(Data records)
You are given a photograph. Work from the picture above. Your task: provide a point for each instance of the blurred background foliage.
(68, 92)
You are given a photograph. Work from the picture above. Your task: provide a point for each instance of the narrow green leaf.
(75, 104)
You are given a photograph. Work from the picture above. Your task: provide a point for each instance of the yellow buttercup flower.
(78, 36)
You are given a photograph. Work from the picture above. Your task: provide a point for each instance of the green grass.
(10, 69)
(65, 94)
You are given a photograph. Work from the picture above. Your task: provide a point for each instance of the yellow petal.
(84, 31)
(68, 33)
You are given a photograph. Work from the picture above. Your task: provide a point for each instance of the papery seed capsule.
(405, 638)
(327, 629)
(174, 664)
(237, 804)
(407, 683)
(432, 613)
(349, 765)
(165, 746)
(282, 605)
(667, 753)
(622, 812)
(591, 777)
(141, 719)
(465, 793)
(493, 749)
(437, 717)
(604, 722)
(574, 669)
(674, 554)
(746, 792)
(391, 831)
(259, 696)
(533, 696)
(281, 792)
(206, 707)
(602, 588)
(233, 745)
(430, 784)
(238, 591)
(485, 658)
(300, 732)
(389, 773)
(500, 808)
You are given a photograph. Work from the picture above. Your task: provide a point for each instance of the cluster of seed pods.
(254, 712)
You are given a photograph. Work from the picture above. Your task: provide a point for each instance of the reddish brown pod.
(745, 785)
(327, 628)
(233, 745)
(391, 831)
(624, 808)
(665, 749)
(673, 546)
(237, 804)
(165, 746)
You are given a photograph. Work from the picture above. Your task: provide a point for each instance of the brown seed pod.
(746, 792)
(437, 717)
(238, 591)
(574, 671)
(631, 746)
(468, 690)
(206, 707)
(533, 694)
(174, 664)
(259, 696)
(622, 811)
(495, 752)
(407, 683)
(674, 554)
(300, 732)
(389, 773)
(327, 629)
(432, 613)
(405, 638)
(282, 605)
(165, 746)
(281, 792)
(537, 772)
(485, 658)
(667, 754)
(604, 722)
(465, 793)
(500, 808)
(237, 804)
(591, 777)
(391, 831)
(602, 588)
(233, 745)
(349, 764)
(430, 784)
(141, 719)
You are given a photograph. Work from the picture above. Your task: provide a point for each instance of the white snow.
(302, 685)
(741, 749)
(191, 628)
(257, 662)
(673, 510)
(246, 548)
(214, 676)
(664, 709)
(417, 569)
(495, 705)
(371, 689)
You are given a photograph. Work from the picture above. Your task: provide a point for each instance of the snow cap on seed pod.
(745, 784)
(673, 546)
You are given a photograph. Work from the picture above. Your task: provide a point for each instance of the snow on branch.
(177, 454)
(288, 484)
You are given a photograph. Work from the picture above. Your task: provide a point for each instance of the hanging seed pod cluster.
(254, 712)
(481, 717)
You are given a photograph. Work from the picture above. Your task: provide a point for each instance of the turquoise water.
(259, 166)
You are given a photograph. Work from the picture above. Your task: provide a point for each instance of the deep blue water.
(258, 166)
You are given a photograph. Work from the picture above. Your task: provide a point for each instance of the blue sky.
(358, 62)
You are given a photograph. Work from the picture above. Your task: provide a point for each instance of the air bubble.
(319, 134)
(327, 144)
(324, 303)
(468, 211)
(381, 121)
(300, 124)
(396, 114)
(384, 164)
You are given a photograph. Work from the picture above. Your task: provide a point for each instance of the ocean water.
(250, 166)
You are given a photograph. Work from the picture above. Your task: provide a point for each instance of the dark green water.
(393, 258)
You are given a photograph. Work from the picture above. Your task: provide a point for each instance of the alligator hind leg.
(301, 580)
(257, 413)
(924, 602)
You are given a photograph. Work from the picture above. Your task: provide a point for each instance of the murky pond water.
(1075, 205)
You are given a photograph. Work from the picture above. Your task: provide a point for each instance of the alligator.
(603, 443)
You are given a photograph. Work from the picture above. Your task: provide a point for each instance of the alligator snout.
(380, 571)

(WHAT THE EXERCISE ASKS): Output every line of the records above as a JSON array of strings, one string per line, leaving out blank lines.

(ANSWER FOR THE TASK):
[
  "You are given a photograph. Work from the picture above. Your task: provide a point for each instance of the blurred background foliage.",
  "(68, 92)",
  "You are given a photograph. Work from the picture above. Your task: provide a point for each instance of the narrow green leaf.",
  "(75, 104)",
  "You are given a photograph. Work from the picture above. Your task: provide a point for each instance of the yellow buttercup flower.",
  "(78, 36)",
  "You are given a photograph. Work from the picture above. Your task: provide a point for each instance of the green grass.",
  "(10, 69)",
  "(65, 94)",
  "You are given a photograph. Work from the picture above. Your task: provide a point for each instance of the yellow petal.",
  "(84, 31)",
  "(68, 33)",
  "You are given a photograph. Work from the picture above. Your task: provide a point for each instance of the papery seed capsule.",
  "(405, 638)",
  "(327, 629)",
  "(174, 664)",
  "(237, 804)",
  "(407, 683)",
  "(432, 613)",
  "(349, 765)",
  "(165, 746)",
  "(282, 605)",
  "(667, 753)",
  "(622, 812)",
  "(591, 777)",
  "(141, 719)",
  "(465, 793)",
  "(493, 749)",
  "(437, 717)",
  "(604, 722)",
  "(574, 669)",
  "(674, 554)",
  "(746, 792)",
  "(391, 831)",
  "(259, 696)",
  "(533, 696)",
  "(281, 792)",
  "(206, 707)",
  "(602, 588)",
  "(233, 745)",
  "(430, 784)",
  "(238, 591)",
  "(485, 658)",
  "(300, 732)",
  "(389, 773)",
  "(500, 808)",
  "You are given a photograph. Work from the picture above. Your task: provide a point for each instance of the cluster of seed pods.",
  "(254, 712)",
  "You are given a photograph. Work from the picture above. Your task: provide a point for each instance of the reddish brown pod.",
  "(745, 785)",
  "(327, 628)",
  "(233, 745)",
  "(391, 831)",
  "(624, 808)",
  "(665, 749)",
  "(673, 546)",
  "(237, 804)",
  "(165, 746)",
  "You are given a photograph. Work from the picture above. Your task: provide a point for each instance of the brown seed pod.",
  "(746, 792)",
  "(437, 717)",
  "(238, 591)",
  "(574, 671)",
  "(631, 746)",
  "(468, 690)",
  "(206, 707)",
  "(533, 694)",
  "(174, 664)",
  "(259, 696)",
  "(622, 811)",
  "(495, 752)",
  "(407, 683)",
  "(674, 554)",
  "(300, 732)",
  "(389, 773)",
  "(327, 629)",
  "(432, 613)",
  "(405, 638)",
  "(282, 605)",
  "(165, 746)",
  "(281, 792)",
  "(537, 772)",
  "(485, 658)",
  "(667, 754)",
  "(604, 722)",
  "(465, 793)",
  "(500, 808)",
  "(237, 804)",
  "(591, 777)",
  "(391, 831)",
  "(602, 588)",
  "(233, 745)",
  "(349, 764)",
  "(430, 784)",
  "(141, 719)",
  "You are given a photograph. Work from the picture above. Your task: provide a point for each instance of the white snow.",
  "(302, 685)",
  "(741, 749)",
  "(191, 628)",
  "(257, 662)",
  "(673, 510)",
  "(246, 548)",
  "(214, 676)",
  "(664, 709)",
  "(417, 569)",
  "(495, 705)",
  "(371, 689)",
  "You are given a photograph. Work from the picture above. Your task: provide a point for each instance of the snow cap on seed pod.",
  "(745, 784)",
  "(673, 546)",
  "You are given a photograph. Work from the picture above. Your task: provide a point for each instance of the snow on branch.",
  "(177, 454)",
  "(288, 484)",
  "You are given a photograph. Work from the picture above. Your task: provide a point for each instance of the hanging seed pod cluster.",
  "(254, 712)",
  "(481, 717)",
  "You are given a photograph. Work from the picture above. Your task: provide a point for each instance of the turquoise water.",
  "(259, 166)",
  "You are given a photograph. Work from the picture above. Your task: provide a point for each instance of the deep blue water.",
  "(258, 166)",
  "You are given a photograph. Work from the picture above. Your task: provide a point for each instance of the blue sky.",
  "(358, 62)",
  "You are given a photograph. Work from the picture above. Your task: provide a point for each instance of the air bubble.",
  "(319, 134)",
  "(327, 144)",
  "(324, 303)",
  "(468, 211)",
  "(381, 121)",
  "(300, 124)",
  "(396, 114)",
  "(384, 164)",
  "You are given a photograph. Work from the picture above. Your task: provide a point for each instance of the ocean water.",
  "(250, 166)",
  "You are given a photograph. Work from the picture above. Your task: provide a point for each instance of the dark green water.",
  "(393, 258)",
  "You are given a photograph. Work from the picture above. Your task: provide a point for each instance of the alligator hind leg.",
  "(301, 580)",
  "(257, 413)",
  "(924, 602)",
  "You are given a photograph. Work from the picture above. Your task: provide a point for each instance of the murky pond water.",
  "(1075, 205)",
  "You are given a photograph. Work from the picture above. Your task: provide a point for each instance of the alligator.",
  "(603, 443)",
  "You are given a photograph. Work from the picture above. Your task: provide a point for each instance of the alligator snout.",
  "(380, 571)"
]